[Named object pointing entries]
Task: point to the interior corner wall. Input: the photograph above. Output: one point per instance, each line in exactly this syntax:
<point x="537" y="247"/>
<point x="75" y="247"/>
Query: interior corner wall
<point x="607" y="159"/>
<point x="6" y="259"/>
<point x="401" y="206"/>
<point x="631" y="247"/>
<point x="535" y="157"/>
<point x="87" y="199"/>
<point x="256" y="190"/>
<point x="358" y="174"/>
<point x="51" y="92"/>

- [DO THIS] Rewrite every entry with "interior corner wall" swapped for "exterior corner wall", keeping all other text unchanged.

- [OUTPUT OF THE TASK]
Task: point to the exterior corner wall. Input: the photograph above. Output: one point per instance, each line in exactly this syntax:
<point x="537" y="247"/>
<point x="75" y="247"/>
Query: exterior corner wall
<point x="607" y="159"/>
<point x="6" y="259"/>
<point x="401" y="206"/>
<point x="631" y="247"/>
<point x="535" y="157"/>
<point x="87" y="199"/>
<point x="256" y="190"/>
<point x="358" y="174"/>
<point x="51" y="92"/>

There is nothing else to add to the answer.